*Document*:
# Sub T/A and Phase



## beerdrnkr (Apr 18, 2007)

Has anyone here had experience with testing out TL numbers while adjusting phase and T/A. Did it hurt or bring up your scores? I might be doing some testing today on the TL but I was just curious. If anyone's interested I'll post up my findings.


----------



## Critical Audio (Jan 13, 2009)

I would be interested in what you find out.
I do not think any amount of T/A (time alignment) would make any difference in how loud the sub is. 
are you talking 1 sub or 2?

Phase i think would be a good test.


----------



## tann808 (May 19, 2009)

I would think that if anything it would hurt the Term Lab score. I wouldn't think that you'd want to delay the tone in anyway.

*Written task 1*:
Could you rewrite the listing from the line that has "If you could segment every instance of the overgrown" through the listing's last line, with "vegetation" replaced by "foliage" and nothing else changed?

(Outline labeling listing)
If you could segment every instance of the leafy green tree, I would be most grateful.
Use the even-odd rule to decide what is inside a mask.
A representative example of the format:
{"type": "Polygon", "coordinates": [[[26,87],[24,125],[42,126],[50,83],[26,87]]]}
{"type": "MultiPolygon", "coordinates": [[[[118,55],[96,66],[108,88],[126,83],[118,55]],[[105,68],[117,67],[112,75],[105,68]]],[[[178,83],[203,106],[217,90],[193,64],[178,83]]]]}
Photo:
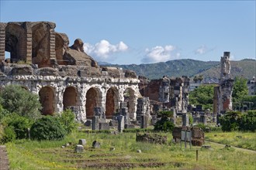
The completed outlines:
{"type": "Polygon", "coordinates": [[[171,131],[175,128],[174,123],[170,120],[173,117],[171,111],[161,111],[157,114],[161,119],[156,122],[154,127],[155,131],[171,131]]]}
{"type": "Polygon", "coordinates": [[[0,104],[11,113],[16,113],[30,119],[36,119],[41,115],[41,104],[38,95],[20,86],[5,87],[0,93],[0,104]]]}
{"type": "Polygon", "coordinates": [[[31,127],[31,120],[17,114],[9,114],[3,118],[2,124],[5,127],[12,127],[17,139],[26,138],[27,129],[31,127]]]}
{"type": "Polygon", "coordinates": [[[220,119],[223,131],[234,131],[239,129],[242,114],[240,111],[229,111],[220,119]]]}
{"type": "Polygon", "coordinates": [[[243,98],[248,94],[247,79],[236,76],[233,87],[232,100],[235,107],[240,107],[243,98]]]}
{"type": "Polygon", "coordinates": [[[37,119],[30,129],[31,138],[36,140],[61,140],[66,134],[66,131],[59,121],[53,116],[44,116],[37,119]]]}
{"type": "Polygon", "coordinates": [[[189,93],[189,104],[202,105],[205,109],[213,110],[213,85],[201,85],[189,93]]]}
{"type": "Polygon", "coordinates": [[[70,109],[61,114],[59,121],[68,134],[72,132],[72,131],[78,127],[78,123],[74,120],[74,114],[70,109]]]}

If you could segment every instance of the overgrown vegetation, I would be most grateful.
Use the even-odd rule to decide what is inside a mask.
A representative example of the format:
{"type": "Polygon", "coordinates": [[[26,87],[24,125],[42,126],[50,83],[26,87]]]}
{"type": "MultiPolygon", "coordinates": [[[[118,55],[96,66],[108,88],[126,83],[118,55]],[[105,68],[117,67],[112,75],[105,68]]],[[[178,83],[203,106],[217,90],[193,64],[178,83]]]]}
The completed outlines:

*Written task 2*:
Can you extend the forum thread about sub T/A and phase, picking up after its last sentence?

*Task output 1*:
If you could segment every instance of the overgrown foliage, I would be most grateful.
Use the even-odd rule to decide what is inside a mask.
A representative example of the format:
{"type": "Polygon", "coordinates": [[[26,87],[24,125],[42,126],[50,83],[26,87]]]}
{"type": "MultiPolygon", "coordinates": [[[[118,55],[96,66],[108,88],[126,83],[118,55]],[[105,68],[117,67],[112,75],[105,68]]],[[[178,83],[203,106],[217,90],[193,64],[178,83]]]]}
The completed outlines:

*Task output 2*:
I'm assuming that you are talking about wiring the sub in reverse polarity (If you were talking about 2 or more subs and run them in different phases, that would just cause cancellation) 
I don't see any gains on wiring the sub in reverse polarity. Also you'd have a better chance of bottoming out the sub if you're not careful.


----------



## timelord9 (Jun 4, 2008)

changing time alignment changes phase. 

phase is important to getting maximum SPL

therefore, the underlying hypothesis seems, to me, to be a good one. 

don't know anyone who's done it though...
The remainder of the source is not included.